# [Problem 1]
In the LUAD risk model excerpt, rewrite the passage starting at "2.7. Nomogram development" and ending at "enrichment analysis (GSEA)", putting "calibration plot" in place of "calibration curve".
# [Problem 2]
According to the LUAD risk model excerpt, what C‐index value indicates random chance?

# [Document excerpt]

════════════════════

To evaluate the efficacy of the risk model, we performed survival analysis and receiver operating characteristic (ROC) analysis on the training and test sets, respectively. In addition, stratified analysis was performed on the 450 K data. As major driver mutations in LUAD, KRAS and EGFR mutations are critically implicated in the pathogenesis of LUAD, and these two genes have emerged as important therapeutic targets for the treatment of LUAD. 23 , 24 Hence, we extracted the somatic mutation data of EGFR and KRAS, processed using the VarScan software, from TCGA database and used them for stratified analysis together with clinicopathological parameters, including AJCC stage, lymph node metastasis (LNM) status, distant metastasis (DM) status, and diagnostic age. We also analyzed the relationships between risk score model and important risk factors for patients with LUAD using the Wilcoxon test.
2.7. Nomogram development and evaluation of predictive performance
To improve the prediction accuracy of the risk score model and provide a quantitative method for clinicians to predict the OS of patients with LUAD, we generated a nomogram after integrating the prognostic model and AJCC stage. The predictive performance of the nomogram was assessed via discrimination and calibration. The discrimination of the nomogram was determined using the ROC curve and the concordance index (C‐index). The C‐index value ranged between 0.5 and 1.0, in which C‐index equal to 0.5 suggests random chance and 1.0 indicates perfect discrimination power. The calibration of the nomogram was determined using the calibration curve, which graphically depicts the agreement between the prediction probabilities of the nomogram and the probabilities observed.
2.8. Gene set enrichment analysis (GSEA)

════════════════════

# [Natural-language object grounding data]
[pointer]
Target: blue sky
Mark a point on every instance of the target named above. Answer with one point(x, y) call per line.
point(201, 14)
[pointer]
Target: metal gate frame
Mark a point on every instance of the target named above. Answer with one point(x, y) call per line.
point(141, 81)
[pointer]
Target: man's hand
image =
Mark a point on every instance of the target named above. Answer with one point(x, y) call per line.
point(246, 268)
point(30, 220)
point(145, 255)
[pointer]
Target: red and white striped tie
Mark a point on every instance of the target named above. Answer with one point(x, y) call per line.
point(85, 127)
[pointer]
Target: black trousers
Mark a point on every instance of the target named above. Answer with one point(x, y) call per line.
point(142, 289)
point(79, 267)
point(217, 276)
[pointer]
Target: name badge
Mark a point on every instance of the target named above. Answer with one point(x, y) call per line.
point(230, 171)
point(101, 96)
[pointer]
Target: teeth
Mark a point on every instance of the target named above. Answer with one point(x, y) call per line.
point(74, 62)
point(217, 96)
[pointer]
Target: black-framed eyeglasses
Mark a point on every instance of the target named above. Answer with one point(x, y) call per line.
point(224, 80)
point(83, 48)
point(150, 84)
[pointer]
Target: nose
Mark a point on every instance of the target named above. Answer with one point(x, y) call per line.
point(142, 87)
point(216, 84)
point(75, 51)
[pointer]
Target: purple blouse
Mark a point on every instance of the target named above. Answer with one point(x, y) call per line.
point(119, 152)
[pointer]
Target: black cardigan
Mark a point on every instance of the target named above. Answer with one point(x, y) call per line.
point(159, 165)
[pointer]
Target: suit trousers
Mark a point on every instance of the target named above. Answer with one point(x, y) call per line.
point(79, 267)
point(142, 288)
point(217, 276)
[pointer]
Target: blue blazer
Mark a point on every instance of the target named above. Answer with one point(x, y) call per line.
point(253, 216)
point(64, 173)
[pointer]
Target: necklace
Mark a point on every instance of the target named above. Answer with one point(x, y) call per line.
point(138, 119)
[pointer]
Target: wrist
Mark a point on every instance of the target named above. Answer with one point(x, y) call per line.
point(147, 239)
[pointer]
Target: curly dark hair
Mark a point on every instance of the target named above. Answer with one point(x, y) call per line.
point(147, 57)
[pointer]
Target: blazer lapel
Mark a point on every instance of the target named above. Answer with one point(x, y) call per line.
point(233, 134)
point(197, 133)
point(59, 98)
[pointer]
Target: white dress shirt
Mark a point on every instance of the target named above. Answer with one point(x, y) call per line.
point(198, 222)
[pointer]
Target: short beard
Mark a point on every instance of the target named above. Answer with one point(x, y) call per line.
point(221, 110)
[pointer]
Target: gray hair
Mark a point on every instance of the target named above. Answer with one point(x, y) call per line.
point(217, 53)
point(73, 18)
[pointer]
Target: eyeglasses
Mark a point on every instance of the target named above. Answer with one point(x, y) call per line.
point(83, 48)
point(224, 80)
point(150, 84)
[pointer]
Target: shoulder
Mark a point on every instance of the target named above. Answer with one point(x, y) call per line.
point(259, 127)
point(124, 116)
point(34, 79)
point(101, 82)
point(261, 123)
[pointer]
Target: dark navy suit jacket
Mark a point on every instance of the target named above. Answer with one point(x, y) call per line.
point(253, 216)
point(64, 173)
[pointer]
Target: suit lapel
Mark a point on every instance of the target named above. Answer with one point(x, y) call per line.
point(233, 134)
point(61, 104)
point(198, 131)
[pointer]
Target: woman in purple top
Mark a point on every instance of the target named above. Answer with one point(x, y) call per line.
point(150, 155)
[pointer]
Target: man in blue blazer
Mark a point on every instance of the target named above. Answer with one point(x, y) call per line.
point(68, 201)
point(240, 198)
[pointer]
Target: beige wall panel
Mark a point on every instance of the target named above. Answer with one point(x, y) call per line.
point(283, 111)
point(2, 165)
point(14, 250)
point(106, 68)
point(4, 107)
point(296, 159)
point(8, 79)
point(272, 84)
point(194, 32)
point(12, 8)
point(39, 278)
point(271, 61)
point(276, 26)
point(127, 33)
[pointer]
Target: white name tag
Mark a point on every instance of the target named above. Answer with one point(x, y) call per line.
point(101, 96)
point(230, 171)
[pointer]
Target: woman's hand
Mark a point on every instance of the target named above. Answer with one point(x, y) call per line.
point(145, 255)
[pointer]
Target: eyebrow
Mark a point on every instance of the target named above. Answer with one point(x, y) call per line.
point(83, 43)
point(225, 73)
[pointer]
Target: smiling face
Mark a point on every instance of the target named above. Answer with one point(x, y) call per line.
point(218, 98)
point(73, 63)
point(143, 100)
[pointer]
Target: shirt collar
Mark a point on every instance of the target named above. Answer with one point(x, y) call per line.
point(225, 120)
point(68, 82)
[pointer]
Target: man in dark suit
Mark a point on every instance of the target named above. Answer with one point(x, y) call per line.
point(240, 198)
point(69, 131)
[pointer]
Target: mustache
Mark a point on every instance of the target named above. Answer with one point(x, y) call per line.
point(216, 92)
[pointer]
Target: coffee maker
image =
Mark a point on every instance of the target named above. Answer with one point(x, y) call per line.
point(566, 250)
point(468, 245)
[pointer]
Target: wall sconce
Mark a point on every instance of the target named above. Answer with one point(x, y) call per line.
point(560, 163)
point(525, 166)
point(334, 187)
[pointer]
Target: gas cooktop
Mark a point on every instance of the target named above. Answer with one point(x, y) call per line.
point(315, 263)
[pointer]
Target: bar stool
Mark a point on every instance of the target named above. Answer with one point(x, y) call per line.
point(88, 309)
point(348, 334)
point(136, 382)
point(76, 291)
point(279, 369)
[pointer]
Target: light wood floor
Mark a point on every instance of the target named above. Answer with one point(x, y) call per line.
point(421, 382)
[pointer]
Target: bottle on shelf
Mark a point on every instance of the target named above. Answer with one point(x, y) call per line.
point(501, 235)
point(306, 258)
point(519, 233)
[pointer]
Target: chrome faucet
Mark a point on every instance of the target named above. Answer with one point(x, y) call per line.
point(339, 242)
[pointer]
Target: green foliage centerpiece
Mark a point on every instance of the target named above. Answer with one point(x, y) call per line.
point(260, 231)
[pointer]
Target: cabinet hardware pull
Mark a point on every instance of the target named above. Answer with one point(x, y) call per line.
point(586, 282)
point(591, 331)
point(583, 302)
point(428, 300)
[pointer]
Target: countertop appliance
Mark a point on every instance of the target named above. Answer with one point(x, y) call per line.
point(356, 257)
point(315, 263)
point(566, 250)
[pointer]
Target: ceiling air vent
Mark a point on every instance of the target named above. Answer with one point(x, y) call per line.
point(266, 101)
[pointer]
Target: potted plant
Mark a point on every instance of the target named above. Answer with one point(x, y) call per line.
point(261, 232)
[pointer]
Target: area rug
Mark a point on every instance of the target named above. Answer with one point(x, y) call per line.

════════════════════

# [Task answer 1]
2.7. Nomogram development and evaluation of predictive performance
To improve the prediction accuracy of the risk score model and provide a quantitative method for clinicians to predict the OS of patients with LUAD, we generated a nomogram after integrating the prognostic model and AJCC stage. The predictive performance of the nomogram was assessed via discrimination and calibration. The discrimination of the nomogram was determined using the ROC curve and the concordance index (C‐index). The C‐index value ranged between 0.5 and 1.0, in which C‐index equal to 0.5 suggests random chance and 1.0 indicates perfect discrimination power. The calibration of the nomogram was determined using the calibration plot, which graphically depicts the agreement between the prediction probabilities of the nomogram and the probabilities observed.
2.8. Gene set enrichment analysis (GSEA)

# [Task answer 2]
A C‐index equal to 0.5.